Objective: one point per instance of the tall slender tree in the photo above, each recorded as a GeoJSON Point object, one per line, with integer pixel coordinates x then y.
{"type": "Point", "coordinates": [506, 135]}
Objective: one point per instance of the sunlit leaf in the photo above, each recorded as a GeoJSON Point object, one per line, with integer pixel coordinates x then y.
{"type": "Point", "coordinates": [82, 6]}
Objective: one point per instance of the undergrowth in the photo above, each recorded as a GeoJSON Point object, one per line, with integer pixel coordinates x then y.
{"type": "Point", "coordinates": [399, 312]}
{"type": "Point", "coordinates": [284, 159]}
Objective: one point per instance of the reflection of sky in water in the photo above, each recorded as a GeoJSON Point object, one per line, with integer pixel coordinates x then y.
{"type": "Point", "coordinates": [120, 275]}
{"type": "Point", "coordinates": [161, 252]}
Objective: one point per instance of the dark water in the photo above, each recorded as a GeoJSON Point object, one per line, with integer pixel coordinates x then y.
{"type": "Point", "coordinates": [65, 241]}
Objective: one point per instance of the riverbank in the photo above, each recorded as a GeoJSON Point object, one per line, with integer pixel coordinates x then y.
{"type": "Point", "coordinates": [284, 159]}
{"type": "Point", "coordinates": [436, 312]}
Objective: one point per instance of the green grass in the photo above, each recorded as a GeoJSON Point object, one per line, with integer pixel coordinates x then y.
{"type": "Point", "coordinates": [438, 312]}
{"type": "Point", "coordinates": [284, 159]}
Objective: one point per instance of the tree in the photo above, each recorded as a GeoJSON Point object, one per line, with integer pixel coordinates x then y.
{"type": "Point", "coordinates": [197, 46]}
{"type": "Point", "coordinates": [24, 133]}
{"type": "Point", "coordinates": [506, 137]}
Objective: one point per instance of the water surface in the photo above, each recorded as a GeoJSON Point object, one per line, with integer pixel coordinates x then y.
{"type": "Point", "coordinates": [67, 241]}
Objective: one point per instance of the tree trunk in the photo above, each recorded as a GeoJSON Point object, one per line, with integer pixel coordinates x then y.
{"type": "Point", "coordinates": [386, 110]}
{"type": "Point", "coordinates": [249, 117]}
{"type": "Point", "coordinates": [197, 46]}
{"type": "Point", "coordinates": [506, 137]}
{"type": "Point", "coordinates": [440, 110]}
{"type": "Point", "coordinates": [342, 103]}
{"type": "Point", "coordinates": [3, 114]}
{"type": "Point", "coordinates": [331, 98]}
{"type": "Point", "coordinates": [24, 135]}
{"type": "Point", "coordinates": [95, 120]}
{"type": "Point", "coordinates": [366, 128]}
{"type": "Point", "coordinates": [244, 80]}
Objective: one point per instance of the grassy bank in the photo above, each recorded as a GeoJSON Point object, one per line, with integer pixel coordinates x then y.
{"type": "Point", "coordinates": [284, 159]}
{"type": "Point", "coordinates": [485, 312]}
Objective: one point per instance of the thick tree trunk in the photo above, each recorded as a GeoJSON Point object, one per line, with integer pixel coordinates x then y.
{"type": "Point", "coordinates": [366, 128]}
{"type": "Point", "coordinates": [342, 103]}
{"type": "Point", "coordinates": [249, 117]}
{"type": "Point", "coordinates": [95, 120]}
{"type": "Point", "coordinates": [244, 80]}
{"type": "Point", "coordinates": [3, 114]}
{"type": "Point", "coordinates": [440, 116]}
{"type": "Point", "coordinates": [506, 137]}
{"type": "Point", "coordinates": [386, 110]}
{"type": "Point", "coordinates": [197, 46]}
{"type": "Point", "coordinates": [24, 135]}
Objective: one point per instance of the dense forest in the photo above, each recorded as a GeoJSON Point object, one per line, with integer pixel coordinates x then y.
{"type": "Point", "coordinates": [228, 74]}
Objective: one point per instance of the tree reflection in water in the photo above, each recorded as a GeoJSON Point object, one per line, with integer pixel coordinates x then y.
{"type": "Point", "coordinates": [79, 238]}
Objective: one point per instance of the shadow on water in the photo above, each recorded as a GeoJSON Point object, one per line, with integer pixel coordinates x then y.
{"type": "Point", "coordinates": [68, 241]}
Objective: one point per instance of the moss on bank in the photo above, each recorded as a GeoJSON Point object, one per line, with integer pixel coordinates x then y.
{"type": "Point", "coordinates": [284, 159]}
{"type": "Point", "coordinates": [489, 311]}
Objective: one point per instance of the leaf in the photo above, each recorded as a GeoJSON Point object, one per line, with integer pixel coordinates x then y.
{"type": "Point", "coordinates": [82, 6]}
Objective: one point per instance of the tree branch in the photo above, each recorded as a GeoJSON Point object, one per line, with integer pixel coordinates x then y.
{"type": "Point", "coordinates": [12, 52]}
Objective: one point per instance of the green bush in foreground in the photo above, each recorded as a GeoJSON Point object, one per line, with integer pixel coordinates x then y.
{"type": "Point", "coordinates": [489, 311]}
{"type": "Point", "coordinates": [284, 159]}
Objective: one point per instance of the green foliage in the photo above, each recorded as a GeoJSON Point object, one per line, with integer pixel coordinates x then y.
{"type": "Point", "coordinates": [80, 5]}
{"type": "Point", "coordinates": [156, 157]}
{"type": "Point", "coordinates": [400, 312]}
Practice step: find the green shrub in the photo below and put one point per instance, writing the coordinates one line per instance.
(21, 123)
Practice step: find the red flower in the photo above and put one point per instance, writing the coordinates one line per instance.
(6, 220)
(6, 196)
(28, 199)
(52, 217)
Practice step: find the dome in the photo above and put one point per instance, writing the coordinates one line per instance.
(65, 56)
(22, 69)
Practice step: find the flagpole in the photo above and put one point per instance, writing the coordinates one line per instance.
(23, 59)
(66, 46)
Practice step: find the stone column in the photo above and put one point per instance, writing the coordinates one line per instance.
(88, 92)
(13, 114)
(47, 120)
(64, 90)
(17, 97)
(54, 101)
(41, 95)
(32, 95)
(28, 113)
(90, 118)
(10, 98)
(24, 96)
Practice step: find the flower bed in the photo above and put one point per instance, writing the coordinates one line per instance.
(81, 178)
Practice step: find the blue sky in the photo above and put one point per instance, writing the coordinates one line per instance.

=== Direction ===
Write out the entire listing above again, line for line and without a single change.

=== Result of this exercise ===
Objective: one point per instance of the tall slender tree in the photo above, each recorded as a GeoJSON Point object, one per line, with integer pixel coordinates x then y.
{"type": "Point", "coordinates": [506, 135]}
Objective: one point per instance of the sunlit leaf in the photo above, each recorded as a GeoJSON Point object, one per line, with integer pixel coordinates x then y.
{"type": "Point", "coordinates": [82, 6]}
Objective: one point per instance of the undergrowth in the photo above, each recorded as a GeoJSON Point object, one per line, with integer pixel coordinates x then y.
{"type": "Point", "coordinates": [399, 312]}
{"type": "Point", "coordinates": [284, 159]}
Objective: one point per instance of the reflection of sky in water in the photo above, each recorded as a GeoJSON Point object, one per line, with integer pixel coordinates x then y.
{"type": "Point", "coordinates": [120, 275]}
{"type": "Point", "coordinates": [161, 252]}
Objective: one point per instance of the dark water in the photo above, each recorded as a GeoJSON Point object, one per line, with integer pixel coordinates x then y.
{"type": "Point", "coordinates": [65, 241]}
Objective: one point per instance of the riverbank in the photo above, each recorded as a GeoJSON Point object, one per line, with integer pixel coordinates x then y.
{"type": "Point", "coordinates": [284, 159]}
{"type": "Point", "coordinates": [436, 312]}
Objective: one point per instance of the green grass in the photo above, each recorded as a GeoJSON Point object, one per line, with integer pixel coordinates x then y.
{"type": "Point", "coordinates": [438, 312]}
{"type": "Point", "coordinates": [284, 159]}
Objective: one point per instance of the tree in the photo above, each recorded as a GeoJSON Point object, one per line, with integer pixel coordinates x then y.
{"type": "Point", "coordinates": [197, 46]}
{"type": "Point", "coordinates": [24, 133]}
{"type": "Point", "coordinates": [506, 137]}
Objective: one point per instance of the water surface in the photo above, each recorded as a GeoJSON Point object, one per line, with integer pixel coordinates x then y.
{"type": "Point", "coordinates": [67, 241]}
Objective: one point per instance of the tree trunk in the photo above, each recorded as a GeoJSON Point object, one per line, with integer pixel coordinates x then y.
{"type": "Point", "coordinates": [386, 110]}
{"type": "Point", "coordinates": [249, 117]}
{"type": "Point", "coordinates": [197, 46]}
{"type": "Point", "coordinates": [506, 137]}
{"type": "Point", "coordinates": [440, 110]}
{"type": "Point", "coordinates": [342, 103]}
{"type": "Point", "coordinates": [3, 114]}
{"type": "Point", "coordinates": [331, 98]}
{"type": "Point", "coordinates": [24, 135]}
{"type": "Point", "coordinates": [95, 120]}
{"type": "Point", "coordinates": [366, 128]}
{"type": "Point", "coordinates": [244, 80]}
Objective: one point per instance of the grassy bank in the photo above, each recorded as a GeoJSON Point object, one per line, with integer pixel coordinates x then y.
{"type": "Point", "coordinates": [284, 159]}
{"type": "Point", "coordinates": [485, 312]}
Objective: one point per instance of the thick tree trunk in the photo above, each recorded as a GeoJSON Point object, one per line, with integer pixel coordinates x then y.
{"type": "Point", "coordinates": [366, 128]}
{"type": "Point", "coordinates": [342, 103]}
{"type": "Point", "coordinates": [249, 117]}
{"type": "Point", "coordinates": [95, 120]}
{"type": "Point", "coordinates": [244, 80]}
{"type": "Point", "coordinates": [3, 114]}
{"type": "Point", "coordinates": [440, 116]}
{"type": "Point", "coordinates": [506, 137]}
{"type": "Point", "coordinates": [386, 110]}
{"type": "Point", "coordinates": [197, 46]}
{"type": "Point", "coordinates": [24, 135]}
Objective: one point per instance of the dense forest in the photo above, each recorded as a GeoJSON Point object, one per line, with integer pixel coordinates x then y.
{"type": "Point", "coordinates": [228, 74]}
Objective: one point per instance of the tree reflection in water in the photo above, each recorded as a GeoJSON Point object, one per line, with integer pixel coordinates x then y.
{"type": "Point", "coordinates": [79, 238]}
Objective: one point per instance of the shadow on water in the photo above, each recorded as a GeoJSON Point object, one per line, with integer pixel coordinates x then y.
{"type": "Point", "coordinates": [68, 241]}
Objective: one point per instance of the moss on bank in the photo above, each recorded as a GeoJSON Point object, one per line, with integer pixel coordinates x then y.
{"type": "Point", "coordinates": [284, 159]}
{"type": "Point", "coordinates": [489, 311]}
Objective: one point per instance of the leaf in the photo above, each recorded as a GeoJSON Point object, one per line, with integer pixel coordinates x then y.
{"type": "Point", "coordinates": [82, 6]}
Objective: one point per instance of the tree branch in the photo above, each recorded as a GeoJSON Point object, one per line, with integer pixel coordinates x then y.
{"type": "Point", "coordinates": [12, 52]}
Objective: one point per instance of the green bush in foreground in the photo above, each recorded as a GeoJSON Point object, one per line, with integer pixel coordinates x then y.
{"type": "Point", "coordinates": [489, 311]}
{"type": "Point", "coordinates": [284, 159]}
Objective: one point per instance of the green foliage in the photo above, each recorded as a GeoJSON Point object, one per line, with integer pixel coordinates x then y.
{"type": "Point", "coordinates": [80, 5]}
{"type": "Point", "coordinates": [156, 157]}
{"type": "Point", "coordinates": [400, 312]}
Practice step: find the green shrub in the photo below and put one point per instance, writing the coordinates one line per instance.
(21, 123)
Practice step: find the red flower in the photo above and put one point per instance, writing the coordinates one line per instance.
(6, 220)
(6, 196)
(28, 199)
(52, 217)
Practice step: find the dome in the photo above and put one point per instance, writing the coordinates one line per instance.
(65, 56)
(22, 69)
Practice step: find the flagpole in the photo above and put one point per instance, writing the coordinates one line per instance.
(23, 59)
(66, 46)
Practice step: find the stone column in the photo above and put one point per instance, writing the coordinates one line per instance.
(88, 92)
(13, 114)
(47, 120)
(64, 90)
(17, 97)
(54, 101)
(41, 95)
(32, 95)
(28, 113)
(90, 118)
(10, 98)
(24, 96)
Practice step: find the flower bed in the photo above and put one point per instance, writing the coordinates one line per instance.
(81, 178)
Practice step: find the blue sky in the photo above and put one point per instance, writing the coordinates one line per instance.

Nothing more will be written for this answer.